## [What is required]
Convert the material between the line containing "Please pin the double" and the line containing "Target: outstretched wing", inclusive, into a JSON list of strings with one string per line, skipping blank lines. Leave out the pictures.

— START OF Data extract —

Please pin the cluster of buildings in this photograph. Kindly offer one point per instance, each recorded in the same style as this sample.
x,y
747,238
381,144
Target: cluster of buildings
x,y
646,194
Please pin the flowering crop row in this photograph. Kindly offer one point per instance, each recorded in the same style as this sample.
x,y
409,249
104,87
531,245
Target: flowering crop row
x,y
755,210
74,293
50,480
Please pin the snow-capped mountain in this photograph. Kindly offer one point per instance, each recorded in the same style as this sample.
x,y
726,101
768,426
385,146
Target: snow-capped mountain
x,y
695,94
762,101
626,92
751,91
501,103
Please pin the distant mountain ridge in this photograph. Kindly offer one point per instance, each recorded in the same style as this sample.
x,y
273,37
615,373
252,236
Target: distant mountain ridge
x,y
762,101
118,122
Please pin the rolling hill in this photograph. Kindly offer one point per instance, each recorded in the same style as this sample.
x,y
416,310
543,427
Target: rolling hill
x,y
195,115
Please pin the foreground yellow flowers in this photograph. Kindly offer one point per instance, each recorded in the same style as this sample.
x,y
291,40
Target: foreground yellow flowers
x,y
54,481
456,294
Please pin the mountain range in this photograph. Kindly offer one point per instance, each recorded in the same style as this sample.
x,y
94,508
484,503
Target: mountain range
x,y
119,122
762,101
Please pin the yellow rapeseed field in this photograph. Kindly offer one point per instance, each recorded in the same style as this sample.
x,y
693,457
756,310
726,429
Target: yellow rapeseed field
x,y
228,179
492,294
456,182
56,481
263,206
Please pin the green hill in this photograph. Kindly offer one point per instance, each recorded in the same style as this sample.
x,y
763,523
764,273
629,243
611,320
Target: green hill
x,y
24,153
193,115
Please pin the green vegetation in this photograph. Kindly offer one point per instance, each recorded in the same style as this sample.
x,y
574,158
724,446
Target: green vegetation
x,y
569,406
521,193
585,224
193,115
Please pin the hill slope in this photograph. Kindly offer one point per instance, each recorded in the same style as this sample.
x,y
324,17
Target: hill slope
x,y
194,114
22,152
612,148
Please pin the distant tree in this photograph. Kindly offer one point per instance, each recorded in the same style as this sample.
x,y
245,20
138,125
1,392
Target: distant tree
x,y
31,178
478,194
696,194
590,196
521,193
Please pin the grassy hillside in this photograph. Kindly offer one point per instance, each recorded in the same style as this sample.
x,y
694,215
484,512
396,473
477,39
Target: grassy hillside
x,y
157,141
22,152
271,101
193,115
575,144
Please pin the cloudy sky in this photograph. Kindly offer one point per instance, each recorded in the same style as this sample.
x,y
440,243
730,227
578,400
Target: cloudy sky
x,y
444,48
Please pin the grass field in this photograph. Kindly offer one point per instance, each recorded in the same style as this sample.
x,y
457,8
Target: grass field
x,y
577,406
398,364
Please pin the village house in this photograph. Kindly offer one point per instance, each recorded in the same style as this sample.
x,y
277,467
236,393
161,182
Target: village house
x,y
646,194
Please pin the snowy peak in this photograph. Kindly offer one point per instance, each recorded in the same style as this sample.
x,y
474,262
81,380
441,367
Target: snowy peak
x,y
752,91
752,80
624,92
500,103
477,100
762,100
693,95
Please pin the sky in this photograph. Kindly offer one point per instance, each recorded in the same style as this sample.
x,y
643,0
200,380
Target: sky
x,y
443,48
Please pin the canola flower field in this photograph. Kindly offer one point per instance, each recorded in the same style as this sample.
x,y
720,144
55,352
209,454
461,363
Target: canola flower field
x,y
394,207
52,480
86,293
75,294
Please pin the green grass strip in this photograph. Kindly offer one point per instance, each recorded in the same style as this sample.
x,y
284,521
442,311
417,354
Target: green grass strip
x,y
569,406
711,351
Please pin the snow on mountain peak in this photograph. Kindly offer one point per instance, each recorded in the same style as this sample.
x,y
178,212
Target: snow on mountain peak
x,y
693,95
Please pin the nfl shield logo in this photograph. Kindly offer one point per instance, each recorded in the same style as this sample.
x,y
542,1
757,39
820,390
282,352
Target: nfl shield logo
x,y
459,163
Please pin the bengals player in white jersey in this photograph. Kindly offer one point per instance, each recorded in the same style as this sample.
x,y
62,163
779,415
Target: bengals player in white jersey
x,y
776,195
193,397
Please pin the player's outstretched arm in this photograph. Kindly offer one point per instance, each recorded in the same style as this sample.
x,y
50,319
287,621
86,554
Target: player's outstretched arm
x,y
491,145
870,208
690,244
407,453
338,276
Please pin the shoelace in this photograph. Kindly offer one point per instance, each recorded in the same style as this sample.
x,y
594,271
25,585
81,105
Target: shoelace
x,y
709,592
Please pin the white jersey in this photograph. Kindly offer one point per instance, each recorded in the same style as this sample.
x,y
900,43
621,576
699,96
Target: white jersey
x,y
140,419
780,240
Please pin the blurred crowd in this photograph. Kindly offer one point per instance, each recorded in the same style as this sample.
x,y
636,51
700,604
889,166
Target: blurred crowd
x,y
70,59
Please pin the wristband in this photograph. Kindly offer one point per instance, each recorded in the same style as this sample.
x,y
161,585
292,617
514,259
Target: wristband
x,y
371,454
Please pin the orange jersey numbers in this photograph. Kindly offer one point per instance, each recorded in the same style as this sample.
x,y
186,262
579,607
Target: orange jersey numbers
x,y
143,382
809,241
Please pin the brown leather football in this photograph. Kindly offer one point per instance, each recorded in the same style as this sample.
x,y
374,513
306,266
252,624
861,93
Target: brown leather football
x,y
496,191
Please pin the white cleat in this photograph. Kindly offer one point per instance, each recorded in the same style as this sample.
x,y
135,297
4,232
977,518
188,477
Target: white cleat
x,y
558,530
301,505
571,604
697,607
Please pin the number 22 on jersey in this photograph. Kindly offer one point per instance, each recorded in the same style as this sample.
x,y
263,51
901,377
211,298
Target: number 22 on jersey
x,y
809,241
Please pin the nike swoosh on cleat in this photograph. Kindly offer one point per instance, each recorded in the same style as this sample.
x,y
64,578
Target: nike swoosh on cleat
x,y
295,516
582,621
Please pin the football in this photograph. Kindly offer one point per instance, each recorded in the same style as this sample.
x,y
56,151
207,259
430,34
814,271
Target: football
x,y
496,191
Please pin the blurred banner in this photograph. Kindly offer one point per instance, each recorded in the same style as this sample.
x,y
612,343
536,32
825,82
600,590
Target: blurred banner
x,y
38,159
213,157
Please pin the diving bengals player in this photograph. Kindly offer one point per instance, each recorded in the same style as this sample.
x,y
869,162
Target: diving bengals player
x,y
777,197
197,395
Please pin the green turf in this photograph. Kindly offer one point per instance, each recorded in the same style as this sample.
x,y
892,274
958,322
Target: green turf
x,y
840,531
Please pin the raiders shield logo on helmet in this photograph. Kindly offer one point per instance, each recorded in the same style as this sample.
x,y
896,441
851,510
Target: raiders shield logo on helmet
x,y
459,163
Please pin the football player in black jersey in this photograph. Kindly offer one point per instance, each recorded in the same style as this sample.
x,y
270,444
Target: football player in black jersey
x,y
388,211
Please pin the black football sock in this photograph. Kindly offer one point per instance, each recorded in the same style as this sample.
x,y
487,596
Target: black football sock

— END OF Data extract —
— START OF Data extract —

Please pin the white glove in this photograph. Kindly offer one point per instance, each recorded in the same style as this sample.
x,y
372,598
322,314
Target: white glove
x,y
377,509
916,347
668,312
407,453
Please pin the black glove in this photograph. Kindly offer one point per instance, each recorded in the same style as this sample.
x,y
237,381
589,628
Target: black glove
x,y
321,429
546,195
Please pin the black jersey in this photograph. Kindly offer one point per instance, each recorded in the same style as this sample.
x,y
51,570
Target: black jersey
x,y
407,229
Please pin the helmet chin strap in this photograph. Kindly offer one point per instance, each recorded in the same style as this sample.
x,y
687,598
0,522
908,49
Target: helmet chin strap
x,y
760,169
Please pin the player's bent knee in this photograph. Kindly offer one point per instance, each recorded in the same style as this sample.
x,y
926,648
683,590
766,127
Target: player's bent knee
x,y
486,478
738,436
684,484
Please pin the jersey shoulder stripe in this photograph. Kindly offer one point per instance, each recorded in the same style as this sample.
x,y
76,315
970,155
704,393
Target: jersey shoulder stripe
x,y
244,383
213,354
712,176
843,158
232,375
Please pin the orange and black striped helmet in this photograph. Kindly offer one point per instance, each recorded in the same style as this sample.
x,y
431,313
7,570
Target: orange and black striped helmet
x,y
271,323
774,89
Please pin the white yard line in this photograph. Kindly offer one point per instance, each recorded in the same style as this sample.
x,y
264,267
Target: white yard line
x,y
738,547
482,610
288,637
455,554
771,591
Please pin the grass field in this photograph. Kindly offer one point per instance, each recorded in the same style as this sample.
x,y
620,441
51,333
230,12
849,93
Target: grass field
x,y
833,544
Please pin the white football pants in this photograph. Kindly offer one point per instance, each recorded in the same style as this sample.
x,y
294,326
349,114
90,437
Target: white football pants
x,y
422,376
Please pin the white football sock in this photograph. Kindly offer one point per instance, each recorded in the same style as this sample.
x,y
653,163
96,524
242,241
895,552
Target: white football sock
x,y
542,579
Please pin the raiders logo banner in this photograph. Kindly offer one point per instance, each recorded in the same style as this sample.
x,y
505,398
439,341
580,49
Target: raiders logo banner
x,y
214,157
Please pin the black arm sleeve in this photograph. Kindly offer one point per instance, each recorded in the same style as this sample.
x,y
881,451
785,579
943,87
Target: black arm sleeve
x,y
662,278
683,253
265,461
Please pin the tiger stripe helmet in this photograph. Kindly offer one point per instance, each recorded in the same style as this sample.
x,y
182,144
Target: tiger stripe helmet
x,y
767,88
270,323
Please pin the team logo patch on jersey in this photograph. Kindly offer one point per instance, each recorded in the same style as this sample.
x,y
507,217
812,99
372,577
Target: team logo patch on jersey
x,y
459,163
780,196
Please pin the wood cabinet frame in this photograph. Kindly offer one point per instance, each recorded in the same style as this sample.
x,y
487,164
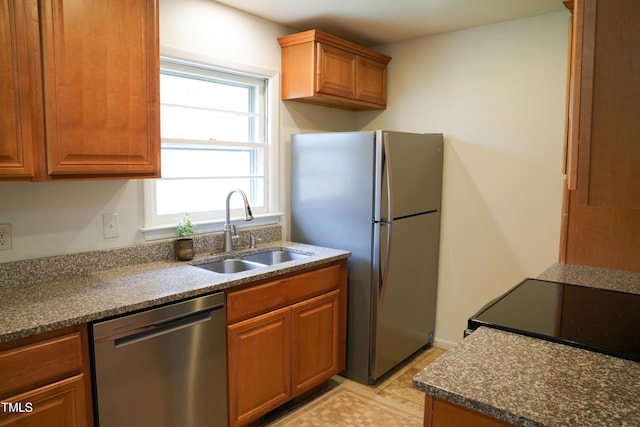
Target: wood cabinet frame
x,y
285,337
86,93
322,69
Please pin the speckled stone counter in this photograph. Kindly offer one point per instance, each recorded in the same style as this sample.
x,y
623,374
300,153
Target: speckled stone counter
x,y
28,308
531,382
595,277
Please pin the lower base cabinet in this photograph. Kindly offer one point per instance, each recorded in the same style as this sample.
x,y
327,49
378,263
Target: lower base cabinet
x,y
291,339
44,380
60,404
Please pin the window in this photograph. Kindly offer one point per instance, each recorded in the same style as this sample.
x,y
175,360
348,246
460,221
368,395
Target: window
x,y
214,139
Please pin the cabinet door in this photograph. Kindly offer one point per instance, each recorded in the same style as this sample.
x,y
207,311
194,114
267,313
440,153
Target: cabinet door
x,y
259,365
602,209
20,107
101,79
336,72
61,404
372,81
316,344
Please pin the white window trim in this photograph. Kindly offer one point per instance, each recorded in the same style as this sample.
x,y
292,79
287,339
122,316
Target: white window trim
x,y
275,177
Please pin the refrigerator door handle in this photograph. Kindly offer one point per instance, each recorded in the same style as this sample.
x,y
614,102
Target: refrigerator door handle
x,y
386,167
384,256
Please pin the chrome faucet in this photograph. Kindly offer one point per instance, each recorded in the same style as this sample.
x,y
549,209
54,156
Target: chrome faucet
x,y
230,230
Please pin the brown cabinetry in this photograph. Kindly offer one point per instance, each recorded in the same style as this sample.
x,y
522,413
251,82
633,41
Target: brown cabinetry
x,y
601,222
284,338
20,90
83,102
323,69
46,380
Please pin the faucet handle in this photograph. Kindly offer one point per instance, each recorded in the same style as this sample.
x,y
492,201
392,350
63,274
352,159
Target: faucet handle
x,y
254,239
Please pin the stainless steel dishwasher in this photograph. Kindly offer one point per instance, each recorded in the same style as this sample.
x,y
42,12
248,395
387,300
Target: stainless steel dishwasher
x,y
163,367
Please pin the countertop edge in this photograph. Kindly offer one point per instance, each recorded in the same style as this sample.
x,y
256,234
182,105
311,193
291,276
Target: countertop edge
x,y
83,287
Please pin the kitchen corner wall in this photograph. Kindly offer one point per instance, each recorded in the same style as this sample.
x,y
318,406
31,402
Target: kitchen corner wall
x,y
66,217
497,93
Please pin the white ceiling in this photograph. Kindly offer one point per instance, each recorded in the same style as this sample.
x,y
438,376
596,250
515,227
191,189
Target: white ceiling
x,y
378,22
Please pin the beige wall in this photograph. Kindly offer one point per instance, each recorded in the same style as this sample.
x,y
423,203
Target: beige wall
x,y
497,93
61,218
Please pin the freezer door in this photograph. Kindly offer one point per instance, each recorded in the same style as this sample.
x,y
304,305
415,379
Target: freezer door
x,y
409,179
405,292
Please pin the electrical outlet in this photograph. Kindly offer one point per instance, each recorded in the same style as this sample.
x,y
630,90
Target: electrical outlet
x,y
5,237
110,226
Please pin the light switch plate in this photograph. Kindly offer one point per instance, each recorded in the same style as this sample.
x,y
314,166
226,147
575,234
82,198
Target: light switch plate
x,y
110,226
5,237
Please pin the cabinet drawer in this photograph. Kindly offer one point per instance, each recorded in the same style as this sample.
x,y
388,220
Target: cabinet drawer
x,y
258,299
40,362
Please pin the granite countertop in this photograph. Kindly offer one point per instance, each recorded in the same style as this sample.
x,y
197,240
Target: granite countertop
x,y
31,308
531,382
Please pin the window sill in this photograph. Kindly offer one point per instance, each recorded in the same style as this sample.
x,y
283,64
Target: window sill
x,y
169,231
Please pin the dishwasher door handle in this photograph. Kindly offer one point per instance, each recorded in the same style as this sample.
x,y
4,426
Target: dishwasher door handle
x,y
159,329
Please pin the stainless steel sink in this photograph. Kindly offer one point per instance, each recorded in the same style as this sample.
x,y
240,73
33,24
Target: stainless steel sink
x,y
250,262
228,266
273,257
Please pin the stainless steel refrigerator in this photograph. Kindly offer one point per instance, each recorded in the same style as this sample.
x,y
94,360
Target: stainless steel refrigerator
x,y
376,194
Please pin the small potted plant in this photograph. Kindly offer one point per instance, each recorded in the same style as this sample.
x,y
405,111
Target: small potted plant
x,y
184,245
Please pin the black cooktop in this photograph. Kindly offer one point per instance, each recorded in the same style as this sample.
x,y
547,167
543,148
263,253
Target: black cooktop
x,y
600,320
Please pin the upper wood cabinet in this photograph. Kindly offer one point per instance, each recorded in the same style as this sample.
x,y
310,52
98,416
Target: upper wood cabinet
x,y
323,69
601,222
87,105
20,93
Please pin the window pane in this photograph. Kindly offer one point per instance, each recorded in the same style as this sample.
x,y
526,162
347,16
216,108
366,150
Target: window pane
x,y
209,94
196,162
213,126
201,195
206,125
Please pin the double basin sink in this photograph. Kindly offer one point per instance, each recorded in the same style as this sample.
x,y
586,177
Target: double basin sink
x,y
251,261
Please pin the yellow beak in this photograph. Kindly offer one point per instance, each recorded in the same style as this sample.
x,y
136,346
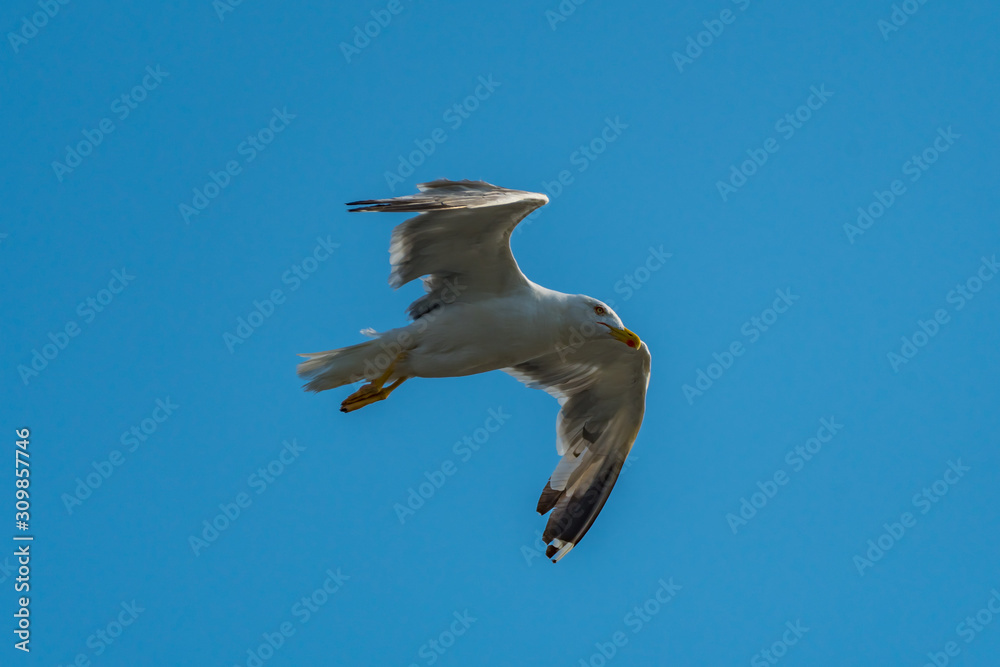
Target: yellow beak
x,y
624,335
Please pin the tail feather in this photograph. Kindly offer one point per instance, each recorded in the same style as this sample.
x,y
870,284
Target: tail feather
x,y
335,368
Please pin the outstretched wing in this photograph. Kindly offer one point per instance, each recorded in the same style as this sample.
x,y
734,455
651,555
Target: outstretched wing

— END OF Data extract —

## [Correct response]
[
  "Please pin the double basin sink in this photograph. Kindly offer one point per instance, each recorded in the same style as this sample.",
  "x,y",
  "586,177",
  "Target: double basin sink",
  "x,y",
  "251,261",
  "Please pin the yellow beak in this photograph. Kindly offer one point per instance, each recorded in the same style as this sample.",
  "x,y",
  "136,346",
  "Target: yellow beak",
  "x,y",
  "624,335",
  "Please pin the tail feather in this photograph. Kindly offer one point per instance, each recorded in the same style as this sample.",
  "x,y",
  "870,284",
  "Target: tail feather",
  "x,y",
  "335,368",
  "Please pin the outstretched wing in this photograph. Kindly offer one point per instance, each recorded in the same style as this sample.",
  "x,y",
  "734,455",
  "651,555",
  "Target: outstretched wing"
]